(Records from a data collection):
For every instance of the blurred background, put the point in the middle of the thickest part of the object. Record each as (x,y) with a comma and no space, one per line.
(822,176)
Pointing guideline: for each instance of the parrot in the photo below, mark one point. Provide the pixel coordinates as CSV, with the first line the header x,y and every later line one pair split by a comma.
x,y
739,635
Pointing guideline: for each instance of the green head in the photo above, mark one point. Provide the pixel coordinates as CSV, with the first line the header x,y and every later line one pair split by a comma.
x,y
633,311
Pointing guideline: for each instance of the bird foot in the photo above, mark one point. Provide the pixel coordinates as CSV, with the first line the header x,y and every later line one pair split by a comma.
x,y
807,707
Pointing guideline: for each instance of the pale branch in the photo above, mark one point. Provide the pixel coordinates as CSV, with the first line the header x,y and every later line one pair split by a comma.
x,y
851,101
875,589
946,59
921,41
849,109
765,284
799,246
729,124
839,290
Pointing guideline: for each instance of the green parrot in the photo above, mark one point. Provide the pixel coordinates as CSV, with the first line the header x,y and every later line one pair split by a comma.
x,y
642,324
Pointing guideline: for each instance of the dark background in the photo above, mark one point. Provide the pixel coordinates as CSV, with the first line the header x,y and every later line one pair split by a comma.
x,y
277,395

(TASK DESCRIPTION):
Reproduce each entry above without a single difference.

(FINISHED EXERCISE):
For every instance of the blurred background, put the point in the middle of the thickest part of the object. Record each as (x,y) with a comma and no space, one per line.
(822,176)
Pointing guideline: for each instance of the parrot in the photo below, mark one point. Provide the pixel coordinates as CSV, with the first line the header x,y and every later line one pair split by a comma.
x,y
739,635
Pointing guideline: for each instance of the green head in the photo above, mark one point. Provide the pixel coordinates as CSV, with the first line the header x,y and every later line one pair split by a comma.
x,y
633,311
Pointing guideline: for each instance of the bird foot in the photo above, mark one point. Provide the pixel coordinates as CSV, with the first line the header x,y and every later line one pair split by a comma.
x,y
807,707
Pointing guideline: for each instance of the pale branch in the photo above, mark one point. Provide the pixel coordinates as CSV, with the first line the header x,y and every later line one pair split by a comma.
x,y
851,101
875,589
946,59
921,41
849,109
765,284
799,246
729,124
839,290
Pointing guideline: for each instance of the green parrot in the photo above, mark one point. Provide the pixel coordinates as CSV, with the first line the header x,y and every later line one pair split by a comma.
x,y
642,324
Pointing guideline: for each instance of the dark background in the photo above, mark one point. Provide the pixel coordinates as CSV, with the first line the header x,y and every later line one pair split by a comma.
x,y
277,395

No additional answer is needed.